EXPLORAR EL MATERIAL –
• a. En la carta dirigida a la ciudad de Vigo, ¿contra qué equipo se disputó la tanda de penaltis de 1994 que se menciona?
• b. Prosiga la carta dirigida a la ciudad de Vigo a partir de su última frase.

TEXTO EXTRAÍDO –
↓

Carta a la fiel, leal, valerosa y siempre benéfica ciudad de Vigo

Atardecer desde el Puerto de Vigo

Tienes el honor de ser la metrópoli más grande de Galicia, el primer puerto pesquero del mundo, y contar con una de las playas más bellas de todo el planeta. Vigo, tú que naciste mirando de frente al Atlántico, con las islas Cíes protegiendo tu imponente ría, a ti quiero darte las gracias. Cada año que paso lejos soy consciente de lo mucho que te debo.

Gracias Vigo por enseñarme la belleza del mar, por permitirme contemplar esas puestas de Sol desde el monte del Castro. Tú  me enseñaste que a veces ganar  no es lo más importante, todavía recuerdo esa tanda de penaltis en 1994 contra el Zaragoza, un Celta que nos hace soñar y sufrir a partes iguales, sería más fácil ser de otro, pero entonces perdería una parte de mí. Un vigués sabe que la vida no es una línea recta, que hay muchas cuestas, y vaya si las hay en Vigo.

↑

EXTRACTOS DE REGISTROS –
↓

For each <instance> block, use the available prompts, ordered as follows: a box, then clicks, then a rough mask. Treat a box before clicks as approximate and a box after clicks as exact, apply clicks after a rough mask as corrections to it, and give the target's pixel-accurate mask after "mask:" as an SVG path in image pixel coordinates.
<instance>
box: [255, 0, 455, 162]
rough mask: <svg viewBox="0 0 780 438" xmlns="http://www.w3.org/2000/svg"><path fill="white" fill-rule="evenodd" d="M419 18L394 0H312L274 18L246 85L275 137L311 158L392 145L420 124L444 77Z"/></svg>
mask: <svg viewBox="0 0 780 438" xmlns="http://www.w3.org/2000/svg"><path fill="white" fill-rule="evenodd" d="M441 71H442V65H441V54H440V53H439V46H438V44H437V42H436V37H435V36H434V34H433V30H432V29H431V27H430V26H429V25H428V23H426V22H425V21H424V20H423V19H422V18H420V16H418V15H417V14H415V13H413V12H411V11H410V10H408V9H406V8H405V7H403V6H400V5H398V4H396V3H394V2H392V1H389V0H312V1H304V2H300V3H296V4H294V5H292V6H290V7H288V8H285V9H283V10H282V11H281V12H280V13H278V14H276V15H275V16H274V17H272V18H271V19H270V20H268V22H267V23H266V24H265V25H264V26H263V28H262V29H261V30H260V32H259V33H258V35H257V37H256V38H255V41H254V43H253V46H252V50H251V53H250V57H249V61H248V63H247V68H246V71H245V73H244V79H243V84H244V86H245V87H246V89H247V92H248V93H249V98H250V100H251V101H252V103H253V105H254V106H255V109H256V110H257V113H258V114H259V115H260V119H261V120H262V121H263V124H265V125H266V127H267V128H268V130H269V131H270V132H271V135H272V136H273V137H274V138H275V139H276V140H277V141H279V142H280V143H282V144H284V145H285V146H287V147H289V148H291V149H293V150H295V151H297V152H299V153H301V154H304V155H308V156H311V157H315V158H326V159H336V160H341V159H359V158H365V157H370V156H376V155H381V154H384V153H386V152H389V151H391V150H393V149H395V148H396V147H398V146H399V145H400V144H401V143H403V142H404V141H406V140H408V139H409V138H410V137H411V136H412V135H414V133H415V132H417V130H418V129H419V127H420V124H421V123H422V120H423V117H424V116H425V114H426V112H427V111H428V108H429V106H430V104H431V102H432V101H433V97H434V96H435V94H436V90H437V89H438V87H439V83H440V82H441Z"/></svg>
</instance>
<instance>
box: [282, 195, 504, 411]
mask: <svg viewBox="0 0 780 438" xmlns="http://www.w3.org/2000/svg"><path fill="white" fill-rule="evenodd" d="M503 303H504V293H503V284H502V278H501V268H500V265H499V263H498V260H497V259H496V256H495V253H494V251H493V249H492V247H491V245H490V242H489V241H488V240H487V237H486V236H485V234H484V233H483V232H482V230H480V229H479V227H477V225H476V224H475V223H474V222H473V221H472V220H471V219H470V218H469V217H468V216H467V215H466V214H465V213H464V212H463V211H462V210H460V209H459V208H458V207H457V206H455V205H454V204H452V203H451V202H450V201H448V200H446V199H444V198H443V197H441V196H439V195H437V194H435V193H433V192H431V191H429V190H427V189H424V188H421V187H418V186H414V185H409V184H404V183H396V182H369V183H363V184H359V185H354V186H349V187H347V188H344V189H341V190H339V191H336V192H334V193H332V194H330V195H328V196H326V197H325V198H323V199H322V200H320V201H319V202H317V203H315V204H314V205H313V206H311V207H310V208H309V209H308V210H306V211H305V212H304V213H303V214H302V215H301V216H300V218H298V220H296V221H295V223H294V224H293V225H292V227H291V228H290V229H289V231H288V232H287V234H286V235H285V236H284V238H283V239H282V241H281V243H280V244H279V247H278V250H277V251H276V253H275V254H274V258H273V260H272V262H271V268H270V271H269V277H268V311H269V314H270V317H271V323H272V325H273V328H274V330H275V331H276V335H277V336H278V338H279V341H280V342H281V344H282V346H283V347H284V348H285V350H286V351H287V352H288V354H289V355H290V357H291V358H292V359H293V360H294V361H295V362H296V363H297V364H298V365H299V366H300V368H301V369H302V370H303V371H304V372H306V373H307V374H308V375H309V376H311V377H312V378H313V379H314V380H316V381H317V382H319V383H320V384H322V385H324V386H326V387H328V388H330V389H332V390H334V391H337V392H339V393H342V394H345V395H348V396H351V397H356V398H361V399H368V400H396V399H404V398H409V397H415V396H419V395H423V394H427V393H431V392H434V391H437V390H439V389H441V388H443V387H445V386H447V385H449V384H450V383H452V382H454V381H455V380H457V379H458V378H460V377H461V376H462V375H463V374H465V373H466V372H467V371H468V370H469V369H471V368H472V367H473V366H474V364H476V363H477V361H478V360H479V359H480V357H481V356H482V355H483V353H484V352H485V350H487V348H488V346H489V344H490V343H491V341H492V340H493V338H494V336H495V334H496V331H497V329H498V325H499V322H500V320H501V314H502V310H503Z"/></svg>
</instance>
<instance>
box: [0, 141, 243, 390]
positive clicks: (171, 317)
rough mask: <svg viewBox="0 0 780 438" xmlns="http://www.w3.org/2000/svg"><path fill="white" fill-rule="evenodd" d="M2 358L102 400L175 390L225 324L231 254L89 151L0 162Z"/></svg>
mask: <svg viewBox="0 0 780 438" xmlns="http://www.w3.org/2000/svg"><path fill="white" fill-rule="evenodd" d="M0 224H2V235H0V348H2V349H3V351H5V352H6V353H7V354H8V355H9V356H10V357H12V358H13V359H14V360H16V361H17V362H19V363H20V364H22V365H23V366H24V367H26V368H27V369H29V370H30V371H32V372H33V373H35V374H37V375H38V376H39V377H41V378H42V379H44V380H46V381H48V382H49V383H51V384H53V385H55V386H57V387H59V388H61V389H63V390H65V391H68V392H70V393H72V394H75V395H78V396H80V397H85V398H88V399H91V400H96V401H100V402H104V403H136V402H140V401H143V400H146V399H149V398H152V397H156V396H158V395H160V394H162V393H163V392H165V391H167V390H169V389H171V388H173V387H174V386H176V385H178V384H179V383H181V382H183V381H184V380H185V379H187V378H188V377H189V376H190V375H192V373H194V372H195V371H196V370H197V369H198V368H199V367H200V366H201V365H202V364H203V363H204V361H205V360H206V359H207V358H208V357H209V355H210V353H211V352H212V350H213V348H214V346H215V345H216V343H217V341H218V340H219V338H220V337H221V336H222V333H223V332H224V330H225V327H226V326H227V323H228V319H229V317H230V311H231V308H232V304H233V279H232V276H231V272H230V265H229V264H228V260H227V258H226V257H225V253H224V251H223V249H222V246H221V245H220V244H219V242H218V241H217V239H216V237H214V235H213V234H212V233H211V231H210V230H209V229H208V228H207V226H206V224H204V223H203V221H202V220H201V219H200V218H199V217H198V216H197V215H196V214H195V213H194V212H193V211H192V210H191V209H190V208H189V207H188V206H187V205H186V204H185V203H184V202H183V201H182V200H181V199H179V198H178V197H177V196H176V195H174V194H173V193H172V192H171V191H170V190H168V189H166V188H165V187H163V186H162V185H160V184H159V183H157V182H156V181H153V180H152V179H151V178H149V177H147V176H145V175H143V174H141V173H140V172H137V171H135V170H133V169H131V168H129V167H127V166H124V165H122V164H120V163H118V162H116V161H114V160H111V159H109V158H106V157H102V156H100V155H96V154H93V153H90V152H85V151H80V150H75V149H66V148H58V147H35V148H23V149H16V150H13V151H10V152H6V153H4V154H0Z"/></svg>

↑

RESULTADOS DEL EJERCICIO –
• a. Contra el Zaragoza.

• b.
Gracias por las noches de Churruca, por las de vinos, y por todas las personas que conocí, por aquellos que se convirtieron en mis amigos y por los que no.  Gracias por los paseos por Príncipe, los veranos en el Vao, y los turnos en Citroën.  Gracias Vigo porque tú me enseñaste lo más importante, me enseñaste que ser vigués es para toda la vida, que me puedo ir una y mil veces y siempre estarás en el mismo lugar, esperando a aquellos que crecimos en tu seno, acogiendo a los nuevos que llegan, porque eres una ciudad viva, de gente amable, donde hacer amigos es fácil, siempre benéfica.

 Gracias por ser mi hogar, fiel, leal, valerosa y siempre benéfica ciudad de Vigo.